__REQUIREMENT__: Reproduce the records from the line with "# locate keyboard: put" up to and including the final line of the records, requests included. Rescale every coordinate in the answers by a factor of 0.95 and round each result to a whole number, with halves rounded up.

*** RECORDS TO PROCESS

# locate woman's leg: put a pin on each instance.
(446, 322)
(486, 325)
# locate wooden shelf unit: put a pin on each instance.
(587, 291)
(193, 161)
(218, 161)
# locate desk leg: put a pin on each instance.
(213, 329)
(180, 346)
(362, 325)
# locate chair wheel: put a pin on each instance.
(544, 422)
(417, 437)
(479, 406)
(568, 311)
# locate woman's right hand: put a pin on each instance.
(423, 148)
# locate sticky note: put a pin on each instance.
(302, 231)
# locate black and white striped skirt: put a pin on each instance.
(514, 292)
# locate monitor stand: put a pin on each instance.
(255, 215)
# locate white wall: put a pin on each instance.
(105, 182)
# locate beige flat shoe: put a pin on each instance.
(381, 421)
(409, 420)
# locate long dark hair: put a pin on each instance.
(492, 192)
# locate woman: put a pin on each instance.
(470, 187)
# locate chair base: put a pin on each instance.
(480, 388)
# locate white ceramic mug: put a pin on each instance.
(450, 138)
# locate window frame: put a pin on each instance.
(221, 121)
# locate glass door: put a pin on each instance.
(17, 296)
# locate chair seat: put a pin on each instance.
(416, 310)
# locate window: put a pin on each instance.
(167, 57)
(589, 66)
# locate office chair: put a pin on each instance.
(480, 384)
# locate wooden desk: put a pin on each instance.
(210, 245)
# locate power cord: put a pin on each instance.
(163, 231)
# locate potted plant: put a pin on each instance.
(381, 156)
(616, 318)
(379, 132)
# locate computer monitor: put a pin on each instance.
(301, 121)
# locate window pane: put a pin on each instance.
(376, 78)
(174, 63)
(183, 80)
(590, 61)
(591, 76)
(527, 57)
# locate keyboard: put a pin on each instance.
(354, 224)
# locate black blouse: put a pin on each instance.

******

__TASK RESULT__:
# locate keyboard: put a pin on each instance.
(336, 213)
# locate black blouse: put a pin on each instance.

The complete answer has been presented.